- **Task instructions**: Extract the complete listing and repeat it word for word.

- **Input**:
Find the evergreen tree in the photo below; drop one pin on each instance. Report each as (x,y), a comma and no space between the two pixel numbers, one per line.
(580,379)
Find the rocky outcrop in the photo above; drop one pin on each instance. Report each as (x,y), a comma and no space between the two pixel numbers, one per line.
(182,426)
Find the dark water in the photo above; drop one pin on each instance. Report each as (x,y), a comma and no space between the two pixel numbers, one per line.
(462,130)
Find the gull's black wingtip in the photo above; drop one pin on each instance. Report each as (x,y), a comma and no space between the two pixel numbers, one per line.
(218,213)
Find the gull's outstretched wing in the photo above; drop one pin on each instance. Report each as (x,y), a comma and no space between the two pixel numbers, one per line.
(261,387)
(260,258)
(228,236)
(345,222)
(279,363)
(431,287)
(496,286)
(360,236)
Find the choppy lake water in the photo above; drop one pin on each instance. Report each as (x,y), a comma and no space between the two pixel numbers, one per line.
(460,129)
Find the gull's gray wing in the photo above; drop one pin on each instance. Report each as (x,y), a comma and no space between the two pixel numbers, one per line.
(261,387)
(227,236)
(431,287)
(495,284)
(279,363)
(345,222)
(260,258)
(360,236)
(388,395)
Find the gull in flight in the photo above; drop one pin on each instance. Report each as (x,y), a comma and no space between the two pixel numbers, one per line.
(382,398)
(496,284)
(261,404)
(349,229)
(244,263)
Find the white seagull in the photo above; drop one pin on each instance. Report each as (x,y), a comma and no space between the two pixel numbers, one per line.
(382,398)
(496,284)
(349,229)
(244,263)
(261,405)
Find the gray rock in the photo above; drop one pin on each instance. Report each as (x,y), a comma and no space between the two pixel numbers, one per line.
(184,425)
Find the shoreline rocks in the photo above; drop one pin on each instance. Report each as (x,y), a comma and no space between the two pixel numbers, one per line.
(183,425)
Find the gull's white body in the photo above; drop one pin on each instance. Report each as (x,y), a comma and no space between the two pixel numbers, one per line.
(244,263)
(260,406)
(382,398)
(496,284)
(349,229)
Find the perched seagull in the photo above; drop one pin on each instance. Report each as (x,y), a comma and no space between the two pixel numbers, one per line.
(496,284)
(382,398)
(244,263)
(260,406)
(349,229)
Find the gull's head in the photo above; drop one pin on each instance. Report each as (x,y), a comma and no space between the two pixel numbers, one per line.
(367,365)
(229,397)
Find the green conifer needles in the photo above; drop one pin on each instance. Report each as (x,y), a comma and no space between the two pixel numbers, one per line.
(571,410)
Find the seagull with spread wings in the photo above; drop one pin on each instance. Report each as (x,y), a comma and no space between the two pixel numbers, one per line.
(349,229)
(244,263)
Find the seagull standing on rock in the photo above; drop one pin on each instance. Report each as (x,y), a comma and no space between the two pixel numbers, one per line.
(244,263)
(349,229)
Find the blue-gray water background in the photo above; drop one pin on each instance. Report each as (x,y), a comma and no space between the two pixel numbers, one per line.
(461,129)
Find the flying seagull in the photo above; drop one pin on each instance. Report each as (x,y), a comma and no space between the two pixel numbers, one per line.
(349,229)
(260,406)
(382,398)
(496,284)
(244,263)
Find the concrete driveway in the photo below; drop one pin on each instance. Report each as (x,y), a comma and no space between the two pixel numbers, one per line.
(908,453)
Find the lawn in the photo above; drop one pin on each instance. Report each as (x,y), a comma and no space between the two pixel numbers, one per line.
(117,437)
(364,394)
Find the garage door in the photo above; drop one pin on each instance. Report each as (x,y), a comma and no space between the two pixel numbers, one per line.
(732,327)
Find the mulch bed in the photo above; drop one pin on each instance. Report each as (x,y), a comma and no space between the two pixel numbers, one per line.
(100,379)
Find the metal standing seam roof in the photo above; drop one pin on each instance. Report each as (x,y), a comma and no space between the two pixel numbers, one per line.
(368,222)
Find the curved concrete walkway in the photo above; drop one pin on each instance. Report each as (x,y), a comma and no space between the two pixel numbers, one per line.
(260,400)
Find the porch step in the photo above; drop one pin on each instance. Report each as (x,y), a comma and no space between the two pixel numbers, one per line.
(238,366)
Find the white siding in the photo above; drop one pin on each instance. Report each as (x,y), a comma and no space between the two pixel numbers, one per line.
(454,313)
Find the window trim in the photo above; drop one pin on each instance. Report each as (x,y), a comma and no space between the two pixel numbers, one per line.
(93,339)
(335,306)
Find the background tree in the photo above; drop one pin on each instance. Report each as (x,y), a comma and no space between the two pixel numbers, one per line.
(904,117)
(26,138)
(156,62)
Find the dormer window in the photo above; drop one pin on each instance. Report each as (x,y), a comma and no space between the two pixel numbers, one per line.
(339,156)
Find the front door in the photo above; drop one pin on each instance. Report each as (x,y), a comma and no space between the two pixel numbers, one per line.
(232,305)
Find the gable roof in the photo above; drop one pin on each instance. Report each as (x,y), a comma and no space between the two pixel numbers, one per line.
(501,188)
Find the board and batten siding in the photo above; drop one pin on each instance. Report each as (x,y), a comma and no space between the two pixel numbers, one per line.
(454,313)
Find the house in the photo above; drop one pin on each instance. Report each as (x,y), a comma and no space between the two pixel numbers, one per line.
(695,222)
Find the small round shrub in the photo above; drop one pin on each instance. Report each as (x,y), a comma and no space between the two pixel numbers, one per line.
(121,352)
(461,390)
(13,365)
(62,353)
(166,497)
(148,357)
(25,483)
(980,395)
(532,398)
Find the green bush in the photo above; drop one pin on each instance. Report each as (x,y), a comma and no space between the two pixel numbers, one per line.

- **Solution to this problem**:
Find the evergreen tree in the photo below; drop one pin on each instance. Report each as (x,y), a comma and no space between the two pixel numbers, one per line.
(580,379)
Find the rocky outcrop in the photo above; drop one pin on each instance. Report each as (x,y), a comma and no space between the two pixel numbers, one per line.
(182,426)
Find the dark water in the photo above; drop one pin on each instance. Report each as (x,y), a comma and no space between the two pixel numbers, one per line.
(462,130)
Find the gull's black wingtip in the photo above; drop one pin on each instance. Report each as (x,y), a comma and no space between the two pixel numbers, one per line.
(218,213)
Find the gull's outstretched wing in the photo above; drop one pin on each instance. Report each as (x,y), a comma and no space between the two pixel numbers, one per line.
(261,387)
(260,258)
(228,236)
(345,222)
(279,363)
(431,287)
(496,286)
(360,236)
Find the choppy lake water in the photo above; drop one pin on each instance. Report each as (x,y), a comma and no space between the two pixel numbers, one per line.
(460,129)
Find the gull's gray wing in the photo above; drop one pin on each instance. Report each as (x,y), a comma and no space between the two pixel numbers, one per line.
(261,387)
(227,236)
(431,287)
(495,284)
(279,363)
(345,222)
(260,258)
(360,236)
(388,395)
Find the gull in flight in the photo above; drop one pin on each instance. Report each as (x,y), a comma and no space between the two pixel numbers, one per line.
(382,398)
(496,284)
(261,404)
(349,229)
(244,263)
Find the white seagull in the photo above; drop one pin on each instance. Report each as (x,y), a comma and no space between the two pixel numbers, one per line.
(382,398)
(496,284)
(349,229)
(244,263)
(261,405)
Find the gray rock in the photo above; drop one pin on each instance. Report each as (x,y), a comma and no space between the two pixel numbers, one per line.
(184,425)
Find the shoreline rocks in the photo above; drop one pin on each instance. Report each as (x,y), a comma and no space between the two pixel numbers, one per line.
(183,425)
Find the gull's white body in the photo above; drop one pin on each instance. Report each as (x,y), a comma and no space between the two pixel numbers, one per line.
(244,263)
(260,406)
(382,398)
(496,284)
(349,229)
Find the perched seagull in the photo above; drop one pin on each instance. Report each as (x,y), a comma and no space between the two pixel numbers, one per line.
(496,284)
(382,398)
(244,263)
(260,406)
(349,229)
Find the gull's head in the photo above; drop one pin on each instance. Report each as (x,y), a comma and no space between the two pixel numbers, one per line.
(367,365)
(229,397)
Find the green conifer needles in the photo above; drop one pin on each instance. Report each as (x,y), a comma and no space between the two pixel numbers, one per line.
(571,410)
Find the seagull with spread wings in the photo above; drop one pin on each instance. Report each as (x,y), a comma and no space between the two pixel numbers, one per line.
(349,229)
(244,263)
Find the seagull standing on rock in the photo above; drop one pin on each instance. Report each as (x,y), a comma and no space between the two pixel numbers, one per line.
(244,263)
(349,229)
Find the blue-gray water background in the photo above; drop one pin on each instance. Report each as (x,y), a comma and no space between the two pixel numbers, one per line.
(461,129)
Find the flying seagull in the photo above; drop one pin on each instance. Report each as (x,y), a comma and no space between the two pixel numbers, one per line.
(349,229)
(260,406)
(382,398)
(496,284)
(244,263)
Find the concrete driveway in the photo below; drop one pin on each instance. Report each as (x,y), a comma and no space between the two pixel numbers, one per line.
(908,453)
Find the lawn in the photo above; drop one pin on each instance. Report each as (x,y), a comma and no space between the two pixel numbers, one per line.
(117,437)
(364,394)
Find the garage door in the photo above; drop one pin on each instance. Report each as (x,y), a comma and no space between the two pixel numbers, one per line.
(732,327)
Find the mulch bed in the photo above; drop one pin on each instance. Report each as (x,y), a comma and no space between the two pixel numbers, one per line.
(100,379)
Find the metal standing seam roof in the photo above; drop one pin on each instance. Report each as (x,y), a comma and no space between the two pixel numbers, one per line.
(368,222)
Find the curved concrete walkway in the photo above; drop one pin on each instance. Report each as (x,y), a comma and no space between the two pixel numbers, one per line.
(260,400)
Find the porch step in the photo above; drop one pin on each instance. Report each as (x,y), a comma and no space between the two pixel numbers, one per line.
(238,366)
Find the white siding in the photo above; drop one pin on each instance. Report each as (x,y), a comma and no space between the two pixel numbers, one per line.
(454,313)
Find the window trim in the photo above; drop one pin on each instance. Report each as (x,y), a comma and no space between the two pixel numbers, one per line.
(93,339)
(335,306)
Find the background tree in the photo above; drop one pin on each instance. Report each as (x,y), a comma and no space between the two pixel numbers, one per line.
(904,117)
(26,138)
(156,62)
Find the dormer window in the photo above; drop one pin on each instance. Report each as (x,y), a comma and no space between the two pixel numbers, one per line.
(339,156)
Find the front door in the photo above; drop one pin on each instance. Report each as (x,y), a comma and no space between the two pixel numbers, one per line.
(232,305)
Find the gable roof in the photo above; drop one pin on each instance. Report each as (x,y), a comma and no space between the two pixel numbers, one per line.
(501,188)
Find the board and batten siding in the photo above; drop one pin on each instance. Report each as (x,y), a comma and no space between the two pixel numbers, one per line.
(454,313)
Find the house in the photo above; drop one pin on each instance. Report each as (x,y), a comma and no space between the two pixel numbers, one per line.
(695,222)
Find the small round shrub in the photo above; drop one pin on each instance. Report each as (x,y), a comma and no space between the two pixel numbers, one per line.
(121,352)
(461,390)
(13,365)
(62,353)
(166,497)
(148,357)
(25,483)
(980,395)
(532,398)
Find the green bush in the photo above; drop one pin on each instance. Report each as (x,y), a comma and no space between the two pixel numbers, one per line.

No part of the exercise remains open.